EXERCISE TASK 1 | Name every composer mentioned by name in the forum excerpt about Cage and new music.
EXERCISE TASK 2 | Carry on the forum excerpt about Cage and new music from the point where it stops.

EXTRACT PROVIDED |

+ + + + + + +

You may not be hostile to Cage, but others on TC very clearly are. I have never seen a post referring to Mozart as charlatan or his music as garbage.



consuono said:


> And "no tolerance"? Where have I ever called for such music to be banned?


You may not have desired bans of avant-garde music, but there are countless posts stating that it is not classical music and sometimes asking why TC includes it.



consuono said:


> I don't care what "countless musicologists, composers and performers" say about Cage or anyone else. Why should I? The place of 4'33" is as a novelty or something offbeat. It's not a mainstay, it's not a favorite. I think it inhabits the same territory as Satie's Vexations. Neither one is a pillar of culture. There are interesting ideas behind both. You are the one who sees things in stark black-and-white. Either you adore Cage and other "new music" composers, or you shut up about it. Otherwise you're hostile and intolerant.


I am pretty sure no one has required that people either find Cage or other "new music" composers wonderful or "shut up" about it. I agree with SanAntone that some here are intolerant about new music. Generally, if people don't enjoy the music, they can say so and move on. Repeatedly, commenting that the music is awful, unlike anything classical, or other disparaging statements would appear to demonstrate an intolerance. Fine, many do not enjoy modern music. I hated much of it as well when I first came here. But the vast majority ignore the music and the threads or simply state their view and move on. They do not repeatedly bash the music.


----------



## Eclectic Al (Apr 23, 2020)

+ + + + + + +

DATA LINES |

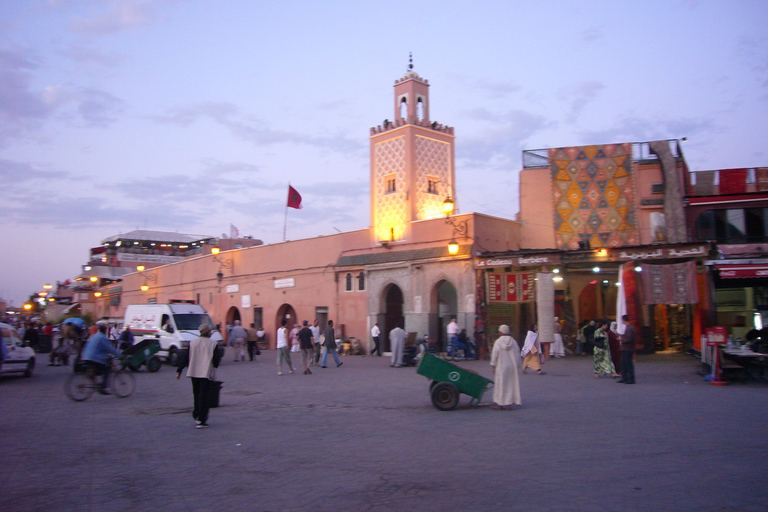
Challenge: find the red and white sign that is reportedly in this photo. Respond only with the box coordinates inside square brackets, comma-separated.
[486, 272, 536, 302]
[715, 265, 768, 279]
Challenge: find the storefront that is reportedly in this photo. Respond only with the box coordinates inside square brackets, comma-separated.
[475, 243, 712, 352]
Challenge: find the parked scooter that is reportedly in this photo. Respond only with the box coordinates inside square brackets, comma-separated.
[445, 332, 477, 361]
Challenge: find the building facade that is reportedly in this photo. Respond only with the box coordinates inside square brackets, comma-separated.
[93, 68, 521, 350]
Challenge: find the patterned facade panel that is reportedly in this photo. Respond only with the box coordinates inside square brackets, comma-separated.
[549, 144, 640, 249]
[373, 137, 408, 240]
[486, 272, 536, 303]
[415, 136, 453, 220]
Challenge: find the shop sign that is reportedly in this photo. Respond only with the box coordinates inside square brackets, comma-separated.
[612, 245, 709, 261]
[275, 277, 296, 290]
[476, 254, 560, 268]
[486, 272, 536, 302]
[715, 265, 768, 279]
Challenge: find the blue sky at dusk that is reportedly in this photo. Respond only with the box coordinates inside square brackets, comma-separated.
[0, 0, 768, 306]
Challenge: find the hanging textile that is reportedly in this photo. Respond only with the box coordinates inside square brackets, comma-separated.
[640, 261, 699, 304]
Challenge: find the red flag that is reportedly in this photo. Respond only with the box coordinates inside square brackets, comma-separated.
[288, 185, 301, 210]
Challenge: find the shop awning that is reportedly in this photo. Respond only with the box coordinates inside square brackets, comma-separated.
[715, 265, 768, 279]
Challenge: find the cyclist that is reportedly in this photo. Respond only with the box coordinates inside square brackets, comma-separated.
[81, 320, 120, 395]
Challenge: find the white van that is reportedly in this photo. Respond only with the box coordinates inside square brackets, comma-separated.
[123, 304, 224, 366]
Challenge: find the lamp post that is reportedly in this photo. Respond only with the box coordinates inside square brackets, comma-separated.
[443, 196, 469, 256]
[211, 246, 235, 284]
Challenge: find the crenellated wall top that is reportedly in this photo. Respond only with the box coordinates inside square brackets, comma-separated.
[371, 119, 453, 135]
[395, 71, 429, 85]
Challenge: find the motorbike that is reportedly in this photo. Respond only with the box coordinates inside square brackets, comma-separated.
[445, 337, 477, 361]
[403, 334, 436, 366]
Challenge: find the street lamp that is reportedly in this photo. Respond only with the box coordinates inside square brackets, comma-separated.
[211, 246, 235, 283]
[136, 265, 157, 292]
[443, 196, 469, 256]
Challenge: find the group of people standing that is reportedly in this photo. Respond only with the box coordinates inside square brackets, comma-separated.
[576, 315, 637, 384]
[277, 320, 344, 375]
[491, 315, 637, 410]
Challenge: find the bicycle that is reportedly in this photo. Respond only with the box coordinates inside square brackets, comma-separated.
[64, 358, 136, 402]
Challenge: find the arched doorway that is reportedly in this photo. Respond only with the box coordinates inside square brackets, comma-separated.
[429, 279, 461, 350]
[382, 284, 405, 352]
[275, 304, 298, 331]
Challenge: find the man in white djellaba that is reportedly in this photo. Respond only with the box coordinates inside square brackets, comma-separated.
[491, 325, 523, 411]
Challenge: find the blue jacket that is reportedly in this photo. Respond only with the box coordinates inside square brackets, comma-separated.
[82, 332, 120, 364]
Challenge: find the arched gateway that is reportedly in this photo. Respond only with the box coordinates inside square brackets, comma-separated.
[381, 284, 405, 352]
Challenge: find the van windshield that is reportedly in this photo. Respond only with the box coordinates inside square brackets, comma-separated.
[173, 313, 213, 331]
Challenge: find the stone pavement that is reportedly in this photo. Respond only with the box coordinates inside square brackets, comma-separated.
[0, 351, 768, 512]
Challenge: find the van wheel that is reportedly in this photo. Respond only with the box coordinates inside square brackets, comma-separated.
[24, 357, 35, 378]
[168, 347, 179, 366]
[147, 356, 163, 373]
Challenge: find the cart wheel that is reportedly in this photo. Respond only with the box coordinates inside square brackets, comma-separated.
[147, 356, 163, 373]
[432, 382, 459, 411]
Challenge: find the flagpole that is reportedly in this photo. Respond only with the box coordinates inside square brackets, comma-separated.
[283, 205, 288, 242]
[283, 181, 291, 242]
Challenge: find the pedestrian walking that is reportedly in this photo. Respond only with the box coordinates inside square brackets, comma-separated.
[520, 324, 545, 375]
[389, 325, 405, 368]
[617, 315, 637, 384]
[277, 320, 293, 375]
[289, 324, 301, 352]
[552, 317, 565, 357]
[607, 322, 621, 373]
[592, 320, 619, 379]
[309, 318, 324, 366]
[299, 320, 315, 375]
[445, 318, 459, 354]
[229, 320, 248, 363]
[581, 320, 597, 356]
[176, 323, 222, 428]
[491, 325, 523, 411]
[246, 322, 261, 361]
[118, 325, 134, 352]
[371, 322, 381, 357]
[321, 320, 344, 368]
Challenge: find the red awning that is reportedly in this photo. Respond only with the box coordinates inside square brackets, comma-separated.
[715, 265, 768, 279]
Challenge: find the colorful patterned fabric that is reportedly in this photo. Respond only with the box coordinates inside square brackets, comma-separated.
[640, 261, 699, 304]
[486, 272, 536, 302]
[549, 143, 640, 249]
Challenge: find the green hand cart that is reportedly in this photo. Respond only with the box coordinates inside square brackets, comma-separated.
[416, 354, 493, 411]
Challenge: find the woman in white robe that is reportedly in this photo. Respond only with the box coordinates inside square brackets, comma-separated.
[491, 325, 523, 411]
[520, 324, 546, 375]
[552, 317, 565, 357]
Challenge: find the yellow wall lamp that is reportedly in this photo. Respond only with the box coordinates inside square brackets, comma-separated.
[211, 246, 235, 283]
[443, 196, 469, 256]
[136, 265, 157, 292]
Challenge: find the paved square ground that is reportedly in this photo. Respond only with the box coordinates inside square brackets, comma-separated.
[0, 351, 768, 512]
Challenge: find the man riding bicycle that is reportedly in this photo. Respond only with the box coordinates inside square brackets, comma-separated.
[81, 320, 120, 395]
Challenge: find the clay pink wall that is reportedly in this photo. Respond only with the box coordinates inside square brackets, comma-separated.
[517, 167, 556, 249]
[119, 229, 368, 346]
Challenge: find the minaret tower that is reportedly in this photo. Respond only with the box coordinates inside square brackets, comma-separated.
[371, 56, 456, 243]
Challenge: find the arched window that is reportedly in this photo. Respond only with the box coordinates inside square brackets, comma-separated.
[357, 272, 365, 292]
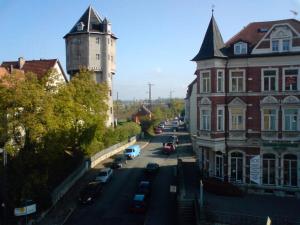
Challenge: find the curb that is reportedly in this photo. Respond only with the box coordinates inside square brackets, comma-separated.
[60, 207, 75, 225]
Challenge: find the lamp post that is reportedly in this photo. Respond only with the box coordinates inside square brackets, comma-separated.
[0, 148, 7, 225]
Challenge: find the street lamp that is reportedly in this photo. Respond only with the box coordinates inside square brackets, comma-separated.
[0, 148, 7, 225]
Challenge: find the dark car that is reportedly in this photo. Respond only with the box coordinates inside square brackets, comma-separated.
[145, 163, 159, 175]
[170, 135, 179, 145]
[111, 156, 127, 169]
[163, 142, 176, 154]
[154, 127, 162, 134]
[130, 194, 148, 213]
[136, 180, 151, 196]
[79, 181, 102, 204]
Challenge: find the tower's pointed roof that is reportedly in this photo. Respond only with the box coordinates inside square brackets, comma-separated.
[192, 15, 226, 61]
[65, 6, 103, 37]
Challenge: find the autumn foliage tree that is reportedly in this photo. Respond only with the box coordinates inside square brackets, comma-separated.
[0, 70, 108, 211]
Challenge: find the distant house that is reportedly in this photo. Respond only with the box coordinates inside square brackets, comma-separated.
[132, 105, 152, 124]
[0, 57, 68, 86]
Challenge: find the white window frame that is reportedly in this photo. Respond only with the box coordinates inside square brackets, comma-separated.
[216, 70, 225, 93]
[261, 68, 278, 92]
[281, 38, 292, 52]
[234, 42, 247, 55]
[215, 152, 224, 178]
[229, 107, 246, 131]
[228, 150, 246, 183]
[271, 39, 280, 52]
[200, 107, 211, 131]
[282, 67, 300, 91]
[282, 106, 300, 132]
[216, 105, 225, 132]
[261, 152, 278, 186]
[261, 107, 278, 131]
[200, 70, 211, 93]
[229, 69, 246, 93]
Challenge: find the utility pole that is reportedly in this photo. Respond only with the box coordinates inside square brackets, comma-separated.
[116, 92, 119, 118]
[148, 82, 154, 109]
[170, 90, 174, 104]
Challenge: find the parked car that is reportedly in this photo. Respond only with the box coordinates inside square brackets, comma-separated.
[95, 168, 113, 183]
[158, 122, 165, 129]
[78, 181, 102, 204]
[125, 145, 141, 159]
[170, 135, 179, 145]
[111, 156, 127, 169]
[130, 194, 148, 213]
[154, 127, 162, 134]
[163, 142, 176, 154]
[136, 180, 151, 196]
[145, 163, 159, 175]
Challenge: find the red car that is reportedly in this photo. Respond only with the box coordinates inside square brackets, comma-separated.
[154, 127, 162, 134]
[129, 194, 148, 213]
[163, 142, 176, 154]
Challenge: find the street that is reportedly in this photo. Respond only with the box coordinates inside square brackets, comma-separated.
[66, 126, 188, 225]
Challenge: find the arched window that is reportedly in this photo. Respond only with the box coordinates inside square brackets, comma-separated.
[263, 154, 276, 185]
[283, 154, 298, 186]
[230, 152, 243, 182]
[215, 151, 223, 178]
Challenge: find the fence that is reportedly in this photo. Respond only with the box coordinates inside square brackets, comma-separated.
[51, 137, 136, 205]
[204, 209, 300, 225]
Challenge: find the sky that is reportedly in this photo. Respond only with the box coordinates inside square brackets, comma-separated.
[0, 0, 300, 100]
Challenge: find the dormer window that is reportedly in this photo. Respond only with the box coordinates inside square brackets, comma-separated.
[77, 22, 84, 31]
[234, 42, 247, 55]
[272, 40, 279, 52]
[282, 39, 290, 51]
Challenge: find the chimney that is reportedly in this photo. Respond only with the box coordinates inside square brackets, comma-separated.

+ + + + + + +

EXPECTED ANSWER 1 | Cage, Mozart, Satie

EXPECTED ANSWER 2 |
mmsbls said:


> I don't think anyone has said that "those who don't like 4:33 must be 'uninformed about the issues' ". If so, clearly that is incorrect. I think it's clear from reading this thread and the many others about 4'33" that many don't understand what the piece is about. Too many posts talk about the piece being silent. There have been extensive attempts to explain that 4'33" is not silent or about silence. Anyone reading about it would understand that aspect of the work.
> 
> No one must like the work, believe it's music, or find it of interest. I only marginally feel that Cage's view that all sound can be "heard" as music is something of interest. Still, I understand that many others view Cage's perspective is interesting, important, and musical. Serious discussions about the work do exist on TC though, unfortunately, all threads include mostly people disparaging Cage, insulting him, or making jokes (some of which are quite funny).


Yeah - the jokes are one of the reasons I usually follow these threads. They always turn up by about page 20 or so.

On the point about "uninformed about the issues" though, that was a direct quote from an earlier post in relation to most people posting on this thread.


----------



## Mandryka (Feb 22, 2013)

mmsbls said:


> I have never seen a post referring to Mozart as charlatan or his music as garbage.
> 
> .


This is absolutely what I used to think for years and years and years. I think the first time I could see what the fuss was about with Mozart was hearing Lipatti play K310 -- I was fully grown and very familiar with classical music at the time -- c19 music really.


----------



## julide (Jul 24, 2020)

at the end of the day it is the very thing a white guy with buddhist affectations would put it out there


----------



## mmsbls (Mar 6, 2011)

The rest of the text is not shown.